◆ Information shown:

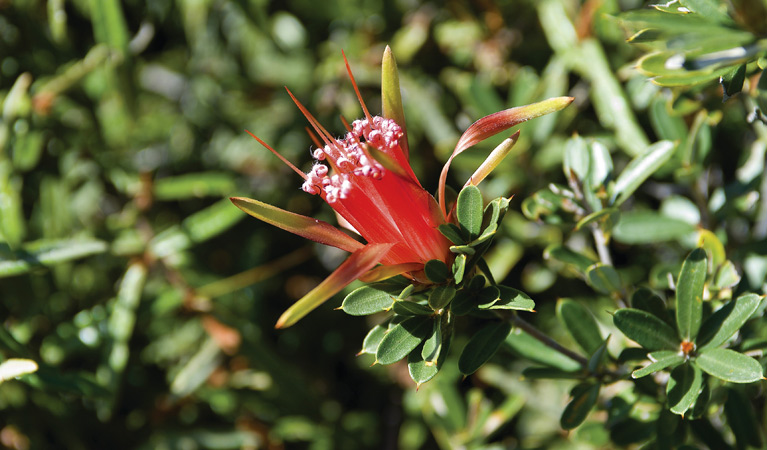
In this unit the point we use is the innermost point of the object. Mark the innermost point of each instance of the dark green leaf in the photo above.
(585, 396)
(436, 271)
(727, 320)
(441, 296)
(647, 330)
(469, 210)
(683, 388)
(729, 365)
(660, 360)
(639, 169)
(366, 300)
(402, 339)
(580, 324)
(689, 294)
(649, 227)
(482, 346)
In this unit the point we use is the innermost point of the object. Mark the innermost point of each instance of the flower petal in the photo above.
(307, 227)
(357, 264)
(495, 123)
(493, 159)
(391, 96)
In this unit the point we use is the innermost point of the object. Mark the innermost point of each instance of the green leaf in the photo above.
(402, 339)
(585, 396)
(580, 324)
(603, 278)
(366, 300)
(16, 367)
(482, 346)
(729, 365)
(47, 253)
(436, 271)
(408, 308)
(727, 320)
(689, 294)
(509, 298)
(683, 388)
(433, 344)
(373, 339)
(660, 360)
(732, 83)
(649, 227)
(639, 169)
(391, 97)
(647, 330)
(469, 210)
(566, 255)
(441, 296)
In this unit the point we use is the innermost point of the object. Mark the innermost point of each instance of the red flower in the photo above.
(366, 178)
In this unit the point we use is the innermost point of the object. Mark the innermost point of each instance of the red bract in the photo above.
(366, 177)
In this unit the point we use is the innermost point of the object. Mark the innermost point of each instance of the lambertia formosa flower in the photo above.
(366, 177)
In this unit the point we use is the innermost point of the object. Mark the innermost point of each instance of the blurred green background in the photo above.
(149, 300)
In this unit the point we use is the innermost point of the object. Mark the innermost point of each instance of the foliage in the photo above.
(139, 305)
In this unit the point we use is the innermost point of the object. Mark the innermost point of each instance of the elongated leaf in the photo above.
(493, 124)
(683, 388)
(585, 396)
(47, 253)
(482, 346)
(649, 227)
(358, 263)
(366, 300)
(647, 330)
(660, 360)
(391, 97)
(469, 210)
(729, 365)
(689, 294)
(727, 320)
(402, 339)
(580, 324)
(313, 229)
(639, 169)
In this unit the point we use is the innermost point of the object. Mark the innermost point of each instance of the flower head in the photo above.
(365, 176)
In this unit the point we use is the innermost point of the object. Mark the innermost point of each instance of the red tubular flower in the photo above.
(366, 177)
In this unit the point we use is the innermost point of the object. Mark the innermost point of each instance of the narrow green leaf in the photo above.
(16, 367)
(469, 210)
(509, 298)
(683, 388)
(402, 339)
(441, 296)
(729, 365)
(585, 396)
(647, 330)
(727, 320)
(649, 227)
(639, 169)
(47, 253)
(366, 300)
(603, 278)
(373, 339)
(580, 324)
(660, 360)
(391, 97)
(408, 308)
(482, 346)
(689, 294)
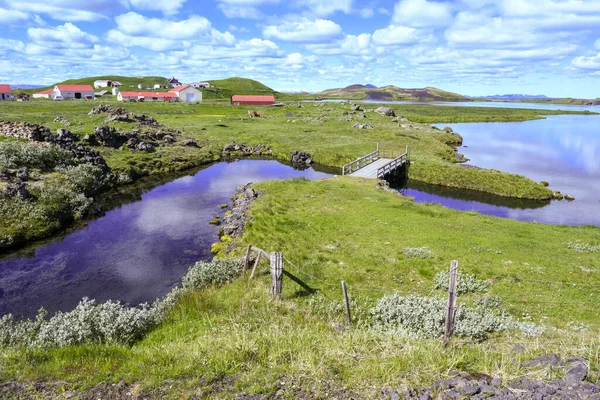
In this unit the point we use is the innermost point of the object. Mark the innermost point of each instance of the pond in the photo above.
(137, 251)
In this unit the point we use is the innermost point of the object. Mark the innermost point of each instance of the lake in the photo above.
(563, 150)
(136, 252)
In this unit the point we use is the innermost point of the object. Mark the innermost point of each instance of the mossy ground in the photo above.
(220, 342)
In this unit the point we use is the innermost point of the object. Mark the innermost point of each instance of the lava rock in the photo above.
(386, 111)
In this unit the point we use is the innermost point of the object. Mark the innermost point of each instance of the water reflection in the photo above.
(138, 250)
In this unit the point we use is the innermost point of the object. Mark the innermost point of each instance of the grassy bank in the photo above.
(325, 130)
(219, 342)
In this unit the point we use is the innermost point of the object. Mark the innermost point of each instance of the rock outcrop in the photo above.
(235, 220)
(234, 149)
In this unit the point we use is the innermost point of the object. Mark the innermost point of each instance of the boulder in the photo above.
(23, 174)
(386, 111)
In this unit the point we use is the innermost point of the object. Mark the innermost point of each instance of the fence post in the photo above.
(276, 274)
(450, 311)
(247, 260)
(255, 264)
(345, 290)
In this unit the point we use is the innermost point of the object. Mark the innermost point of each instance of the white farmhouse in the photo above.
(74, 91)
(198, 85)
(187, 94)
(5, 92)
(46, 94)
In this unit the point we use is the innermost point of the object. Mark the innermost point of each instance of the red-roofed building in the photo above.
(74, 91)
(187, 93)
(46, 94)
(182, 93)
(5, 92)
(253, 100)
(147, 96)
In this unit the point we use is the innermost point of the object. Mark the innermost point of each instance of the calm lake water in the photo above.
(136, 252)
(563, 150)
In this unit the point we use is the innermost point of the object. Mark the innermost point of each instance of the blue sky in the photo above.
(473, 47)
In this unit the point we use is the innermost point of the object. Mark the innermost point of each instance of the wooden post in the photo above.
(256, 264)
(345, 290)
(450, 311)
(248, 256)
(276, 274)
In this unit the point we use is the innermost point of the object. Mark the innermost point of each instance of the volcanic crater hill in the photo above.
(392, 93)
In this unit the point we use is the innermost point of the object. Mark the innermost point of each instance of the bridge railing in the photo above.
(392, 165)
(361, 162)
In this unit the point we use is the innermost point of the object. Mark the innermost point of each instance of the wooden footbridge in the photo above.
(376, 164)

◆ Stated exercise:
Reproduce the records from the line containing "farmhouse in the photo above." through the end of the records, inclusive, substituting "timber" for "wooden" and leaving everything else unchanged.

◆ Output below:
In this unit the point we use is the innermost point of the object. Mark the innermost point of each instance of the white farmhouse in the photo above.
(74, 91)
(198, 85)
(187, 94)
(5, 92)
(46, 94)
In this unit the point we use is the innermost point of the object. Mark the innermost point of each instance of the red-roofed building in the photo above.
(74, 91)
(187, 93)
(46, 94)
(182, 93)
(5, 92)
(253, 100)
(147, 96)
In this unit the point we use is the innermost point of the object. Mark the innermost point of each instance of the calm lake water in the photo above.
(136, 252)
(563, 150)
In this unit the point we use is the innermost point of the object. Mark the innermost point of each instance of the blue sky in the photo above.
(473, 47)
In this unit the point we use is the innermost point of the object. Mark the innermost point of each instance of the timber post in the photo above.
(256, 264)
(345, 290)
(450, 311)
(248, 256)
(276, 274)
In this unit the point we use is the innermost point of the object. Mark the innermost point of each instance of the volcanic crater hill in the photo above.
(392, 93)
In this unit the point we use is the innermost point of the object. Mark the innermost point of each instance of the bridge railing in the photo above.
(392, 165)
(361, 162)
In this unit the point we use is the innermost point of the object. Mark the innermost point of each instance of the timber footbridge in the photo above.
(376, 164)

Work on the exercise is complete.